### Assigned task
The records that follow are to be reproduced exactly. Any pictures in them are left out.

### Information provided
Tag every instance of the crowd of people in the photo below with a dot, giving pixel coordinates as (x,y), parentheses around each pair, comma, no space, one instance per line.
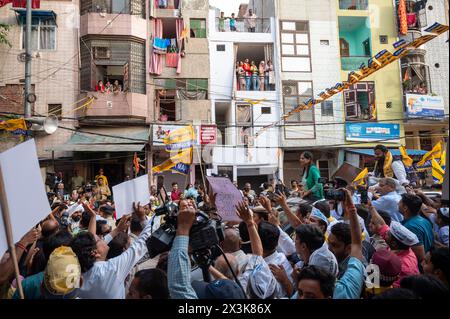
(251,77)
(115,88)
(250,20)
(384,240)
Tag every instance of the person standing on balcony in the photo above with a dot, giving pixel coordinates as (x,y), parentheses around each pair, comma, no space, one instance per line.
(262,73)
(270,76)
(250,20)
(248,74)
(222,22)
(255,76)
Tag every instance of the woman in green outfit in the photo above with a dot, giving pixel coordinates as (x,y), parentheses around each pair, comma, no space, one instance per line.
(310,179)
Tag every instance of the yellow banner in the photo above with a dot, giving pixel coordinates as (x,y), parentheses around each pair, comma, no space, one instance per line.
(407,161)
(183,157)
(361,176)
(14,124)
(183,134)
(436,152)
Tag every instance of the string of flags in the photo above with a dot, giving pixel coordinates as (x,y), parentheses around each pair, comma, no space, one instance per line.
(179,142)
(374,64)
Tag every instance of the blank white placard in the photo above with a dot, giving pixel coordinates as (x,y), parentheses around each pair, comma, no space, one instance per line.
(25,189)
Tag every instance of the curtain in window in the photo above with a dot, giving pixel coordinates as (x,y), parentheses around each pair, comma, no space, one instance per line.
(156,60)
(179,30)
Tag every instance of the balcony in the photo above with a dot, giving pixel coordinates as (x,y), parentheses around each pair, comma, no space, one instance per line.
(133,7)
(115,105)
(352,63)
(354,42)
(415,18)
(251,25)
(353,4)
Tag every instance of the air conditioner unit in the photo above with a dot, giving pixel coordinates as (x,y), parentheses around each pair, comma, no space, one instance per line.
(102,53)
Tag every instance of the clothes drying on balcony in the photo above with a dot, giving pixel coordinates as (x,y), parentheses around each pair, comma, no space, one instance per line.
(160,45)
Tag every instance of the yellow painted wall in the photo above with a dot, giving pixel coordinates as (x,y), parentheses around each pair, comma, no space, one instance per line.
(388,80)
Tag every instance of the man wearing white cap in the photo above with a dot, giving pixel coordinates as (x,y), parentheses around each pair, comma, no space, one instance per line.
(400,240)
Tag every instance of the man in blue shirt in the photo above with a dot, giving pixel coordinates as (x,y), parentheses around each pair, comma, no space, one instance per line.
(410,206)
(389,199)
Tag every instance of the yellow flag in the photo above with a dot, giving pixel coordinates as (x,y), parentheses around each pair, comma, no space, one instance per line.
(405,158)
(361,176)
(14,124)
(436,152)
(437,171)
(183,134)
(184,157)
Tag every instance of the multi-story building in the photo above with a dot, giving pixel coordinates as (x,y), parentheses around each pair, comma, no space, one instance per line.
(425,73)
(242,105)
(373,108)
(308,45)
(55,65)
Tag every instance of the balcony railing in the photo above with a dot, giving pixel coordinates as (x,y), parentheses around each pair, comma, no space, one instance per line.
(258,25)
(353,4)
(352,63)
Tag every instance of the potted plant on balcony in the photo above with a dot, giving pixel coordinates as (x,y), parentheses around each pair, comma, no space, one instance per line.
(163,117)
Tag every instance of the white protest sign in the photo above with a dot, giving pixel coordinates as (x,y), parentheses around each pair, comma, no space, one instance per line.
(25,190)
(228,196)
(128,192)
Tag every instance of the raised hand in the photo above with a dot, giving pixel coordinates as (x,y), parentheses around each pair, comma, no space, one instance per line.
(265,202)
(30,237)
(280,199)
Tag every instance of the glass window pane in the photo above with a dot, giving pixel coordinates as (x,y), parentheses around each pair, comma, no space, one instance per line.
(304,88)
(302,50)
(287,38)
(288,26)
(288,49)
(301,38)
(307,115)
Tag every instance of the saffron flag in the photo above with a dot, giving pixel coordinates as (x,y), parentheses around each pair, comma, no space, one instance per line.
(360,178)
(14,124)
(436,152)
(407,161)
(437,172)
(180,142)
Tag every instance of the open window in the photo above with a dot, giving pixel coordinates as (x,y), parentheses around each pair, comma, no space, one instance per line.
(244,123)
(359,102)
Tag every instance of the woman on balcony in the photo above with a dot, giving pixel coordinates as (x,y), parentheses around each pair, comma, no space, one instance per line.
(255,76)
(262,73)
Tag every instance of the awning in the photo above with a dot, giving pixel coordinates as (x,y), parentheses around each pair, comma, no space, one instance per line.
(100,142)
(43,14)
(395,152)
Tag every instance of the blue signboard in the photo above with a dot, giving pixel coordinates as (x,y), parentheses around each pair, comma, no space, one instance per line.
(370,132)
(424,106)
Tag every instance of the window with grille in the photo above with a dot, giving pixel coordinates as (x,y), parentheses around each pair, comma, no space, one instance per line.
(326,108)
(55,109)
(198,28)
(295,46)
(295,92)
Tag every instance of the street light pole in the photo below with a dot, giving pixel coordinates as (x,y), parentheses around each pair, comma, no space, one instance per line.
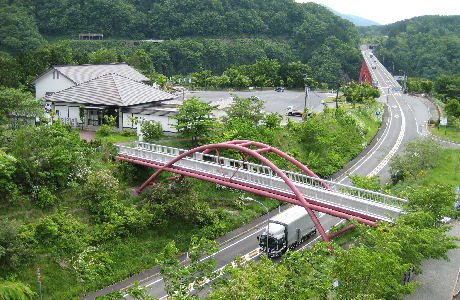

### Response
Tag every instance of the crowd of people in the photo below with a dot, giving pixel coordinates as (x,y), parentheses around each pair, comma, no space, one instance per line.
(251,77)
(115,88)
(250,20)
(384,240)
Tag every instance of the person standing on balcony in the photo above with a dot, giving pixel coordinates as (x,y), parentheses around each pair, comma, no space, one instance per line.
(262,73)
(270,76)
(250,20)
(248,74)
(222,22)
(255,76)
Tag every instance of the woman in green outfit in the photo above with a dot, giving pixel coordinates as (x,y), parentheses around each pair, comma, no space, one instance per line.
(310,179)
Tag every instance of the yellow banner in the photo above with a dot, giving pixel coordinates as (x,y), parentheses around each pair, comma, no space, one instance per line.
(407,161)
(183,157)
(361,176)
(14,124)
(183,134)
(436,152)
Tag every instance of the string of flags in the photo above with a dot, giving pixel coordinates as (x,y), parentheses around each pair, comma, no space, one instance per line.
(179,142)
(374,64)
Tag every instance of the blank white placard in the photo above with a dot, giving pixel coordinates as (x,y), parentheses around each pair, comma, no space, one instance per line.
(25,189)
Tag every instance of the curtain in window in the photo above with a dot, giving pixel coordinates as (x,y), parentheses around each pair, comma, no space, one instance per line.
(156,60)
(179,30)
Tag every instance of the balcony in the photo above with a dot, giving pixel coordinates as (x,y), parentheses around each pair, comma, no space, one instance per line.
(133,7)
(115,105)
(352,63)
(354,42)
(415,18)
(251,25)
(353,4)
Tag every instance of the air conditioner unit in the photo above with a dot, giving pixel coordinates as (x,y), parentheses around each pair, comma, no space, one instance per line.
(102,53)
Tag every instance of the clothes drying on balcony in the photo above with a dot, giving pixel coordinates as (x,y), parentheses around each pair, comma, no space, one instance per line.
(160,45)
Tag every instance of the yellow painted wall in the photo above with a dot, giving pixel coordinates as (x,y), parentheses around each pair, comma, no space, one instance per line.
(388,80)
Tag every instance of the man wearing white cap in the photo above with a dot, giving pixel coordinates as (x,y), parentheses around each pair, comma, no space, one instance per line.
(400,240)
Tag every instance of the man in blue shirt in the photo above with a dot, giving pixel coordinates as (x,y), parentheses around each pair, comma, no space, one instance per line.
(410,206)
(389,199)
Tag every instance of the yellow flag in the photo above with a dot, giving pixel coordinates as (x,y), parentheses around each pair, comma, no space, one instance per line.
(405,158)
(361,176)
(14,124)
(436,152)
(437,171)
(183,134)
(184,157)
Tag every instance of the multi-story building in the photo above with a dot, giving pixel coordinates as (x,y), parentheses around each pair, comma, no space, one instance per line.
(425,73)
(242,105)
(373,108)
(308,45)
(55,65)
Tag every instance of the balcony railing in the photo above with a dot, giving pixel coordinates as (x,y), parentheses around each pair, comma, no space, one instance per line.
(258,25)
(353,4)
(352,63)
Tag every instance of the potted plant on balcony in the photo above with a dot, giving pixel coordinates as (x,y), parentheses around each pair, comma, no space, one instance per line.
(163,117)
Tag every instance of the white protest sign in the photo above with a dot, giving pixel coordinates as (x,y), parentheses around each pair, comma, no space, one instance per line.
(25,190)
(228,196)
(128,192)
Tag every instance of the raised hand in the photo above with a dot, giving pixel coordinates as (x,y), parentheses around each pair, comma, no space, one instance per line.
(265,202)
(30,237)
(280,199)
Tag every instance of the glass window pane in the photo above with a dot, giving pixel coordinates as (x,y), parentheses around each pair, comma, no space, one instance per line.
(304,88)
(302,50)
(287,38)
(288,26)
(288,49)
(301,38)
(307,115)
Tag every instance of the saffron flag in the photo above with a dot, giving pixel coordinates as (x,y), parentheses around each pair, comma, no space, one instance per line.
(360,178)
(14,124)
(436,152)
(407,161)
(437,172)
(180,142)
Tag every instance of the open window in the photo above with a dot, giving pixel coordinates as (x,y), parentheses around each pair, comma, no space, one instance per line.
(244,123)
(359,102)
Tag every instance of the woman on balcony in the photo above with a dot, giving pixel coordinates as (x,y), parentheses around each pair, comma, no space, one instance per line.
(255,76)
(262,73)
Tag every instance of the awning in the photo above with a dot, giving pixel coordinates as (x,y), parentheses around each pair, comma, no space, one instance per line.
(100,142)
(43,14)
(395,152)
Tag every instance of the blue signboard in the photo above with a dot, giving pixel coordinates as (x,y), parentheses around each pair, comma, no space, one instance per line.
(370,132)
(424,106)
Tag every instance of the window with grille in the photo above with a dot, giving pixel coordinates as (x,y), parentheses around each pair, comma, no space, one instance per line.
(326,108)
(55,109)
(198,28)
(295,46)
(295,92)
Tag every instance of the street light pole in the photo below with a dot, giving pixel coordinates as (x,y), parentheses around each pair, comma, no space, one instance per line.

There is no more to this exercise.